Every Child Needs This: Learning Bravery with Compass Creative Dramatics

By Cathlyn Melvin, Development Director Compass Creative Dramatics

My summer vacations as a kid were a whirlwind of gymnastics practice, camping across mosquito-infested Wisconsin, and terrifying just-after-dark sessions of “Ghost in the Graveyard” with the twin boys who lived across the street. My favorite part of summer, though, was the time I spent at a children’s theatre in town. They did a project each August that I always looked forward to; there were no costumes, no sets, just the story and the actors. It made us all look forward to the school year, when the company would produce shows with detailed costumes and colorful sets.

I moved away after high school to study theatre at a university about two hours from my hometown. After graduation, I worked with theatre companies in the Milwaukee area, and then was offered a short contract with a children’s theatre company in Minnesota. I spent several weeks working with kids in rural Minnesota, and was reminded how much I loved children’s theatre when I was a teenager – and how much I still love it now.

Which is why I am so excited to be bringing the company I started last May, Compass Creative Dramatics, to my hometown of Sheboygan, WI this summer. We’re based out of Chicago, but we’re a traveling company that specializes in bringing theatre to your community (and in this case, to my own!). Organizations like schools, after-school centers, churches, or other groups, bring us in to work with their kids for a week, and it’s amazing to see the transformation of students from the first day to the last.

Last fall, we worked with a group of students in Evanston, Illinois. The first day, one of our students, Ella, she stood in the circle with the rest of the kids, but wouldn’t participate. When we asked her to repeat a few words after us, she just shook her head and looked at the floor.

By the end of the week, Ella was a leader in the cast. She knew all of her lyrics and dances, and she spoke her lines big and loud and with a grin on her face. This sort of transformation isn’t uncommon with this programming, and it’s partially possible because our structure includes two adult actors who perform alongside the students, offering support, and helping them shine. If a student forgets a line, we’re there to help them out. If they get a sudden attack of nerves, we’re next to them to calm their anxiety and lead the way.

In Sheboygan in June, my colleague Cassandra and I will work with up to 75 kids, meeting them on Monday, rehearsing with them throughout the week, and readying them for performance on Saturday. It’s an exercise in creativity and in bravery, and our students will walk away with a little more courage, a little more trust, and a sense of responsibility and teamwork. They’ll walk away with the magic of live performance, and I hope that never leaves them.

▶ Set task A:
Answer these questions using the article about Compass Creative Dramatics, giving each answer on its own line with its matching mark:
(i) In what city is Compass Creative Dramatics based?
(ii) Where did the company work with a group of students last fall?
(iii) On what day of the week will the Sheboygan students perform?
▶ Set task B:
Write out the passage of the Compass Creative Dramatics article between "By Cathlyn Melvin, Development" and "and colorful sets.", inclusive.

▶ Record list:
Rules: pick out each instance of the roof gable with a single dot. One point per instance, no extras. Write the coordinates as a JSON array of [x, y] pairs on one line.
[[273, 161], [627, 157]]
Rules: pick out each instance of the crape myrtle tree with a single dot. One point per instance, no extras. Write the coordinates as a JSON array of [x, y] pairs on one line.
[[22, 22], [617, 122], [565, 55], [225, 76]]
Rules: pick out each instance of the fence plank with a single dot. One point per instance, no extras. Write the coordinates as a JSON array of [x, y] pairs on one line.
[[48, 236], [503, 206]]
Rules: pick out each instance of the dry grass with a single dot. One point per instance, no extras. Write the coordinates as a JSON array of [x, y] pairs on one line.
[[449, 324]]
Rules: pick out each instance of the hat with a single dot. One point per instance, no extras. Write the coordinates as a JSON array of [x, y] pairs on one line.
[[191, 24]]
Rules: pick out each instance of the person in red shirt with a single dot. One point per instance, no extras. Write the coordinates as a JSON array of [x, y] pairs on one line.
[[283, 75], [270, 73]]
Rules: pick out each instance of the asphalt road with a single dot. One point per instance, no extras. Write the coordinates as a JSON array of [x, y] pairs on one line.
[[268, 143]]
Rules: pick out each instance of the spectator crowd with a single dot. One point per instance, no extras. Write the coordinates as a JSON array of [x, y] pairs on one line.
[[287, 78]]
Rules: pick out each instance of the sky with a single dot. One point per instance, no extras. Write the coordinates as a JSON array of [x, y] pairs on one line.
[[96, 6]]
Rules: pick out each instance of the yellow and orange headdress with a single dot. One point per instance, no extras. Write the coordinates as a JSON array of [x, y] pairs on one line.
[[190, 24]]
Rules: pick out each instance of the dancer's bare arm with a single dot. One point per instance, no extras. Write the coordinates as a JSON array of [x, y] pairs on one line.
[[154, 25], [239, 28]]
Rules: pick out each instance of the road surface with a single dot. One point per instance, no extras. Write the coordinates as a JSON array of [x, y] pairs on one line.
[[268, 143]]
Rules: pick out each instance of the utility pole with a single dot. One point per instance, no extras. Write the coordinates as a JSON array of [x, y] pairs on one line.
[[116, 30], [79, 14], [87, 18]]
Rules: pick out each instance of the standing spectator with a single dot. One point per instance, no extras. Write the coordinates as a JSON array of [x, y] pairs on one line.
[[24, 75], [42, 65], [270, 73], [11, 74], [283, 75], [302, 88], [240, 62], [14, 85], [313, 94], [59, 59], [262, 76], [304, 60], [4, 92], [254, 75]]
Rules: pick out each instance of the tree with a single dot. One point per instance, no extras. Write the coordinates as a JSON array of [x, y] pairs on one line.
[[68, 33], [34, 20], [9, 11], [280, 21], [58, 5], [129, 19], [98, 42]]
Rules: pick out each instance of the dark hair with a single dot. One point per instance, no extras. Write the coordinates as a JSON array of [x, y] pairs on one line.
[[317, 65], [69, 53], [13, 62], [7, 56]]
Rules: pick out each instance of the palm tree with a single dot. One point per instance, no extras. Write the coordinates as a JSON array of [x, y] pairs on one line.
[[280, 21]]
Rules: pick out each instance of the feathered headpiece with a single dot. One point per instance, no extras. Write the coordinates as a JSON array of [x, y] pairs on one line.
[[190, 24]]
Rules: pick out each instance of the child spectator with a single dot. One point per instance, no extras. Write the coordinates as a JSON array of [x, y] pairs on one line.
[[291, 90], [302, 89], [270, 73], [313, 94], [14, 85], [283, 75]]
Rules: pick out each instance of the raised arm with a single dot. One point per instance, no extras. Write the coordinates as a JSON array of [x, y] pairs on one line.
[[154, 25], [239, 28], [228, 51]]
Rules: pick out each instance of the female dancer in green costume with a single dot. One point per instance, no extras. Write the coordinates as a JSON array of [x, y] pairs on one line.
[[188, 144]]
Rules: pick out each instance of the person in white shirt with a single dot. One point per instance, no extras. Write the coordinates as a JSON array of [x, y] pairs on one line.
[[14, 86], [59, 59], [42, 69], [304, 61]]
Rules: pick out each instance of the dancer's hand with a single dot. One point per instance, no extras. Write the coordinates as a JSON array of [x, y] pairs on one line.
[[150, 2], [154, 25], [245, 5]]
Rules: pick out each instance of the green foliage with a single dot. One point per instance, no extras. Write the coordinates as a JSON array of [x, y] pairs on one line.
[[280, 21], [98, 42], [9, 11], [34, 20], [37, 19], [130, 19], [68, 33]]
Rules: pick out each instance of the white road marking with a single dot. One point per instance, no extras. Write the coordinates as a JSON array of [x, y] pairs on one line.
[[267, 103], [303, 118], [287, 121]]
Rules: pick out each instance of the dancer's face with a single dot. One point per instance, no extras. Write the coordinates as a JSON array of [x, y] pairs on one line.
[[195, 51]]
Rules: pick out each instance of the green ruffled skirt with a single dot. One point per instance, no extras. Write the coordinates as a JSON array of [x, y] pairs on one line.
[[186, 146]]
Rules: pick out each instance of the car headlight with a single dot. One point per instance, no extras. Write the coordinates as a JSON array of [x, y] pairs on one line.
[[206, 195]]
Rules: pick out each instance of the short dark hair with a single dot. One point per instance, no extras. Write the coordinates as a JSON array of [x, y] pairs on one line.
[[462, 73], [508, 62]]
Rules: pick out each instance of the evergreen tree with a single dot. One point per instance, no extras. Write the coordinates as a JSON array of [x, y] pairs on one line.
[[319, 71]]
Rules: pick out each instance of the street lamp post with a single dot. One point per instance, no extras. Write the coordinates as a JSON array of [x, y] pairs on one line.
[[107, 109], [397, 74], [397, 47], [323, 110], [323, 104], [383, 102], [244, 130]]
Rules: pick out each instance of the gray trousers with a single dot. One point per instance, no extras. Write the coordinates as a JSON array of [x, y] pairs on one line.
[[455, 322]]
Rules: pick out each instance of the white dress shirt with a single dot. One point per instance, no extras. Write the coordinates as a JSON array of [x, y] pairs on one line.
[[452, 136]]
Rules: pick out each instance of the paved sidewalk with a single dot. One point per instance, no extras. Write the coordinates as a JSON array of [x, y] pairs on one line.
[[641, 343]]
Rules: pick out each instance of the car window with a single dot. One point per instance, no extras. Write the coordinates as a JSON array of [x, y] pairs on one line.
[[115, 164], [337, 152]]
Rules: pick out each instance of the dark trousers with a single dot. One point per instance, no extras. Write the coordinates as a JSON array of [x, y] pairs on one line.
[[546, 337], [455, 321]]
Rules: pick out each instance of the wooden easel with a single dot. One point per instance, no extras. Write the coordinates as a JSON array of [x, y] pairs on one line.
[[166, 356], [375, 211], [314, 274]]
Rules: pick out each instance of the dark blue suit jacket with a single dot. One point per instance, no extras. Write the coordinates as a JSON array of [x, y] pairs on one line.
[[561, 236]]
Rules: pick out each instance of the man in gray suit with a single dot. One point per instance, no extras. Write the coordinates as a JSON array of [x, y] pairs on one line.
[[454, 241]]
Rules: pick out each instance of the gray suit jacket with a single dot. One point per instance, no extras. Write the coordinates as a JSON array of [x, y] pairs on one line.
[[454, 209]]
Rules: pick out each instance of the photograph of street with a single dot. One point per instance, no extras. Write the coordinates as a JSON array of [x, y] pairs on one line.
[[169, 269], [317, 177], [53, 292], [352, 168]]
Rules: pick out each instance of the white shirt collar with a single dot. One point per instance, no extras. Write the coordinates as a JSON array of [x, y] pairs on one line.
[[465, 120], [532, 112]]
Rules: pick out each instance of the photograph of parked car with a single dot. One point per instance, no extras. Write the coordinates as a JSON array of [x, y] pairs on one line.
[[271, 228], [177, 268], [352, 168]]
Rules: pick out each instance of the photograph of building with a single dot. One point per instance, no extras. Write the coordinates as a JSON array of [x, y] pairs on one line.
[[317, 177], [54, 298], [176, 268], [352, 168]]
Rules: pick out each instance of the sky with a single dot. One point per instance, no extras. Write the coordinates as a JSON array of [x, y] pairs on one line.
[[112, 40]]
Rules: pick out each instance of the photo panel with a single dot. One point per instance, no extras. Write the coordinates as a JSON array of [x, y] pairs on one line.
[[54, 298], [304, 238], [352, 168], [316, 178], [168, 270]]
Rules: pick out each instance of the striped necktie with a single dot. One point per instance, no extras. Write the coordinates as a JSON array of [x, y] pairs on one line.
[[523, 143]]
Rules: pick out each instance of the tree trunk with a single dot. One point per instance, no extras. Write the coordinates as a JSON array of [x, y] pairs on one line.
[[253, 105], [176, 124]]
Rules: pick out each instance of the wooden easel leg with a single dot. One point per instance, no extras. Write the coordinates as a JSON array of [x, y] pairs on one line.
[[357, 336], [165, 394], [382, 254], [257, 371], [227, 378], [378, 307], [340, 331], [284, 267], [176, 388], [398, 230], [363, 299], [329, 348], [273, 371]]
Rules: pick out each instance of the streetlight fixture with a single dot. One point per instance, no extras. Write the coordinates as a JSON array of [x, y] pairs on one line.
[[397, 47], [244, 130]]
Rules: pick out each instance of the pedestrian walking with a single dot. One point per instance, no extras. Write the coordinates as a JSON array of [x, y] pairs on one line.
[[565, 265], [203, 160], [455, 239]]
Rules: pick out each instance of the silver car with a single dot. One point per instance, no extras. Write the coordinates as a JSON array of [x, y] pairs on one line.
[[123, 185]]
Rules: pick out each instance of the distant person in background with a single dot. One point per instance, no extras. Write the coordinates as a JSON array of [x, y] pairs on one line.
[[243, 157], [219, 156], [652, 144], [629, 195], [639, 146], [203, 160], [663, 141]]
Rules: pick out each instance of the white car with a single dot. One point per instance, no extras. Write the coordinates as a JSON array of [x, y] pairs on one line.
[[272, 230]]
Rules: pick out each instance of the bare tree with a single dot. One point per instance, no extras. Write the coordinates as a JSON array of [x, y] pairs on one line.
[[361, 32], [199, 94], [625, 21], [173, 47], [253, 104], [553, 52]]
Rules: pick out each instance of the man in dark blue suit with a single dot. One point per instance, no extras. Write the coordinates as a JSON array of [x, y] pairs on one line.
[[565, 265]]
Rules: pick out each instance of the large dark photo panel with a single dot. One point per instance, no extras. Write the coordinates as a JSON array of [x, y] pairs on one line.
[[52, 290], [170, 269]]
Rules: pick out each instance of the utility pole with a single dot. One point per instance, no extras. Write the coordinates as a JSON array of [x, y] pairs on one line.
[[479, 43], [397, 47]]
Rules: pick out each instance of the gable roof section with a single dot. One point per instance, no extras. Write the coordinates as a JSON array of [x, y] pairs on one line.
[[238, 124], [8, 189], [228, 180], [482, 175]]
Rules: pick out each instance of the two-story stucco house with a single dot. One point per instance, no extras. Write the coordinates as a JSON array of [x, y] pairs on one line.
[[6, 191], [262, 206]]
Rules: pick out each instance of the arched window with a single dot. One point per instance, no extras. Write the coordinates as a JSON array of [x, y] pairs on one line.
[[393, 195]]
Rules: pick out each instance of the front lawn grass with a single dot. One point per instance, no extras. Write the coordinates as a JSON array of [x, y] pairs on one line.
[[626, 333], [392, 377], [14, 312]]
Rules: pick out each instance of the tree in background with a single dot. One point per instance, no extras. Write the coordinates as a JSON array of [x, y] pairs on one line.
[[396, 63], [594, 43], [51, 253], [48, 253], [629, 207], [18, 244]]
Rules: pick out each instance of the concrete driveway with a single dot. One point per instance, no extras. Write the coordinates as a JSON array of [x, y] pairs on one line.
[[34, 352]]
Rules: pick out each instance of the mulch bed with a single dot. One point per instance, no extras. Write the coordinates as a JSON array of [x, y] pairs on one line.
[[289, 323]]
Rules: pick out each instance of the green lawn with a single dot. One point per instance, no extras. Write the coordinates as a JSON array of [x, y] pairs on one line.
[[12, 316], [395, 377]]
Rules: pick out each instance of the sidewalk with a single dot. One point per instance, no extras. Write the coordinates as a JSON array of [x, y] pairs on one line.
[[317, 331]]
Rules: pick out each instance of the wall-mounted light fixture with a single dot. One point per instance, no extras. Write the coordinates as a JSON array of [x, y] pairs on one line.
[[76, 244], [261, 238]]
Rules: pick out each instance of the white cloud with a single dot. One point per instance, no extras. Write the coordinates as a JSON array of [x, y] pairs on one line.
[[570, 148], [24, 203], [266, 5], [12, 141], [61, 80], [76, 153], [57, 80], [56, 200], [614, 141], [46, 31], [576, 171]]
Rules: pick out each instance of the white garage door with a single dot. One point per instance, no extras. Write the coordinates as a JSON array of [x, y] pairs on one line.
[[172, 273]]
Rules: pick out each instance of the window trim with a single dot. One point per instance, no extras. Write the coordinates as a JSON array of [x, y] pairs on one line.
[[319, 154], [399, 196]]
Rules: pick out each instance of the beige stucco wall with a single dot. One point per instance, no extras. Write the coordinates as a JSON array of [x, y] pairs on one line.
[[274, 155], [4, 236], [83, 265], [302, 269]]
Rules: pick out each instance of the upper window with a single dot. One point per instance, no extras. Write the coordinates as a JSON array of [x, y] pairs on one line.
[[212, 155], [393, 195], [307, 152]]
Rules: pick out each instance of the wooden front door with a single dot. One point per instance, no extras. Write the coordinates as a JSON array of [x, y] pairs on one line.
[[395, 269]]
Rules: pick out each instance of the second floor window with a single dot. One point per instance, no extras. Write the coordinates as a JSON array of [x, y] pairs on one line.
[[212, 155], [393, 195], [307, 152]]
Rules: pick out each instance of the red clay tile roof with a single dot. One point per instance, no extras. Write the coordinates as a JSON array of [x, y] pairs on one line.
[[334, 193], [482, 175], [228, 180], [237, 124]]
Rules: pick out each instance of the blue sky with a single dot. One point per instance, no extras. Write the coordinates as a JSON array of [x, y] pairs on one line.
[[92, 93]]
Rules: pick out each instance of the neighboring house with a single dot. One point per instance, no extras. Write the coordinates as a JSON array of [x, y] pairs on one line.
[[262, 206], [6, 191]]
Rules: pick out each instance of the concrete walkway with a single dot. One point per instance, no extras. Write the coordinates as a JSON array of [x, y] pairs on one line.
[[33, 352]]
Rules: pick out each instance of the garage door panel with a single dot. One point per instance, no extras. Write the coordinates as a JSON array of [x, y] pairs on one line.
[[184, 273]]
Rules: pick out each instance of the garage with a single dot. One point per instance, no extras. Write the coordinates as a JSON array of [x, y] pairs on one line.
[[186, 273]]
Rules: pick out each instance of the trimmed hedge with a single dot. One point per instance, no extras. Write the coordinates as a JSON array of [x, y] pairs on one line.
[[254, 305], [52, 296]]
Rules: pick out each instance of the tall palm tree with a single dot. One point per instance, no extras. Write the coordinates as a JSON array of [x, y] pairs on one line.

▶ Correct response A:
(i) Chicago
(ii) Evanston, Illinois
(iii) Saturday

▶ Correct response B:
By Cathlyn Melvin, Development Director Compass Creative Dramatics

My summer vacations as a kid were a whirlwind of gymnastics practice, camping across mosquito-infested Wisconsin, and terrifying just-after-dark sessions of “Ghost in the Graveyard” with the twin boys who lived across the street. My favorite part of summer, though, was the time I spent at a children’s theatre in town. They did a project each August that I always looked forward to; there were no costumes, no sets, just the story and the actors. It made us all look forward to the school year, when the company would produce shows with detailed costumes and colorful sets.